[START]
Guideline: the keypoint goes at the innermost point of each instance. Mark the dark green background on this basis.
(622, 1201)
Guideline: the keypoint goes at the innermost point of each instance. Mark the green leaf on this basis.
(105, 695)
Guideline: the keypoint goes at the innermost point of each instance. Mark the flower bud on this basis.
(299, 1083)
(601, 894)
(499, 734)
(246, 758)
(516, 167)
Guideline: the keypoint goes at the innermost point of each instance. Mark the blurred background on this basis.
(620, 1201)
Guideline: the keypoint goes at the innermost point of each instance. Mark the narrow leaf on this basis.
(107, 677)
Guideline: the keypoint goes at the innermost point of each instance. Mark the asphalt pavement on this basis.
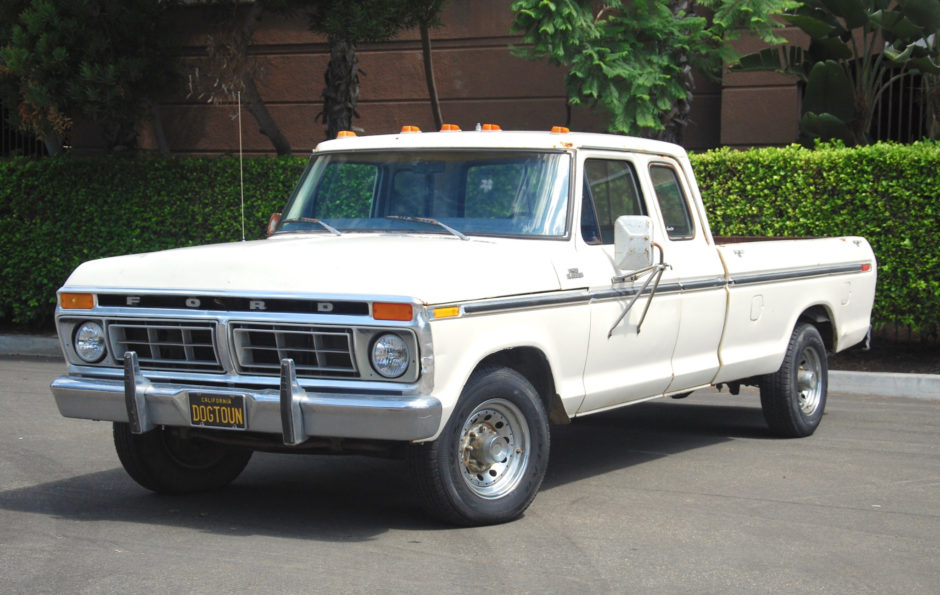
(918, 386)
(671, 496)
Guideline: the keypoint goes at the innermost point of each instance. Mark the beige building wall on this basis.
(478, 80)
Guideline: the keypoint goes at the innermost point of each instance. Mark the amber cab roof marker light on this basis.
(273, 221)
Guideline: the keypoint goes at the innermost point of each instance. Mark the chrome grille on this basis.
(316, 351)
(167, 345)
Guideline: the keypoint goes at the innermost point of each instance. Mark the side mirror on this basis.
(272, 222)
(633, 242)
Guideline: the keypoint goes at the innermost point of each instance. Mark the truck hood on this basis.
(433, 269)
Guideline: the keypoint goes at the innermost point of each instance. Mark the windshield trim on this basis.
(565, 236)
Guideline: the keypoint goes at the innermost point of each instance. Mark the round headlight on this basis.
(390, 356)
(90, 342)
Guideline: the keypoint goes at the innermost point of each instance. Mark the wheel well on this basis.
(532, 363)
(819, 317)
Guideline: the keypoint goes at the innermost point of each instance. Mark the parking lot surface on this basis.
(685, 496)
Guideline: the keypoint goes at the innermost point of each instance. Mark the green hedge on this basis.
(887, 193)
(57, 213)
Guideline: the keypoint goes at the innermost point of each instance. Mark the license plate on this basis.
(217, 411)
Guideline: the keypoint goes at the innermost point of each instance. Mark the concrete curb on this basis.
(918, 386)
(31, 345)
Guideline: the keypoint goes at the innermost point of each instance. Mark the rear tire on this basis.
(488, 463)
(164, 461)
(793, 398)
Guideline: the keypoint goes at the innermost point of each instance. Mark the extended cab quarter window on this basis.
(672, 202)
(610, 190)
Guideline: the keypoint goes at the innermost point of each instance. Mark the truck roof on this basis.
(501, 139)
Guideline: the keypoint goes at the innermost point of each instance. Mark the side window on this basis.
(610, 190)
(672, 202)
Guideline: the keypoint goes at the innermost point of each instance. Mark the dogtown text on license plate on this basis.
(217, 411)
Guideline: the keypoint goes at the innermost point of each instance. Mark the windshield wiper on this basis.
(325, 226)
(429, 221)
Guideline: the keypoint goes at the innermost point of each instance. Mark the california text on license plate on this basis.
(217, 411)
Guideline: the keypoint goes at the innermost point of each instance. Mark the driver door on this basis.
(626, 362)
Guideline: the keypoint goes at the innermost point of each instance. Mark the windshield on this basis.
(506, 193)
[END]
> YOUR INSTRUCTIONS
Repeat the data above word for word, from the first line to the last, and leave the pictures out of your answer.

> SOLUTION FOR THIS PROBLEM
Guideline: the keypoint goes at the innermost point of each instance. Mark the dark green background on this basis.
(622, 1201)
Guideline: the keypoint goes at the innermost point of each instance. Mark the green leaf on this basis.
(105, 695)
Guideline: the keypoint goes at the innermost point of each instance. Mark the flower bud on this basis.
(299, 1083)
(601, 894)
(499, 734)
(246, 758)
(516, 167)
Guideline: the keypoint goes at the innermost point of each instance. Mark the blurred background on this basis.
(620, 1201)
Guideline: the keypoint goes at the innermost point of each instance. Mark the narrow leaf on this basis.
(107, 677)
Guideline: the keypoint goes at the innermost point of each instance. Mark the asphalt pavement on this basis.
(918, 386)
(671, 496)
Guideline: the keypoint goes at the innermost point of each instance. Mark the beige building wall on this basis.
(478, 80)
Guideline: the keypoint goes at the innermost point of each instance. Mark the amber cab roof marker light on this basis.
(273, 221)
Guideline: the keypoint goes at the innermost point of each instance. Mark the chrome grille on this basis.
(316, 351)
(167, 345)
Guideline: the keypoint goes at the innermost point of each instance. Mark the side mirror on this basis.
(272, 222)
(633, 242)
Guideline: the keypoint goes at the innermost point of each instance. Mark the truck hood on this basis.
(433, 269)
Guideline: the keypoint goes at the innermost point of each instance. Mark the windshield trim on this basis.
(565, 236)
Guideline: the keypoint goes at the innermost point of each instance. Mark the round headlight on this basis.
(390, 356)
(90, 342)
Guideline: the keypoint goes at the innermost point of each instance. Mark the wheel well on this basis.
(532, 363)
(819, 317)
Guideline: the keypoint goes at the innermost point of each instance. Mark the parking lot surface on this basis.
(685, 496)
Guideline: the keypoint goes at the innermost point of each instance. Mark the green hedge on this basis.
(887, 193)
(57, 213)
Guideline: the keypoint goes at the innermost point of each instance. Mark the license plate on this basis.
(217, 411)
Guideline: the keypoint goes at the innermost point of each instance. Mark the concrete curb on this basis.
(918, 386)
(31, 345)
Guideline: the keypoint goes at the innermost point of each instance. Mark the rear tire on this basis.
(488, 463)
(164, 461)
(793, 398)
Guideline: the keypoint goes at the innermost point of each instance. Mark the extended cab quarter window on this basis.
(672, 202)
(610, 190)
Guideline: the keypoint goes at the innermost point of each instance. Mark the truck roof on this basis.
(501, 139)
Guideline: the keypoint goes at the innermost point of each instance. Mark the side window on this basis.
(610, 190)
(672, 202)
Guideline: the keypoint goes at the innermost point of each instance. Mark the dogtown text on license plate on this basis.
(217, 411)
Guideline: the keypoint goes at the innermost point of each instance. Mark the windshield wiper on this basis.
(325, 226)
(429, 221)
Guideline: the keypoint goes at the innermost point of each instance. Mark the california text on license plate on this basis.
(217, 411)
Guideline: the keypoint goes at the innermost point of each instance. Mark the driver door on this basis.
(626, 362)
Guideline: the keypoint goes at the innermost point of each instance. Mark the windshield on this basis.
(506, 193)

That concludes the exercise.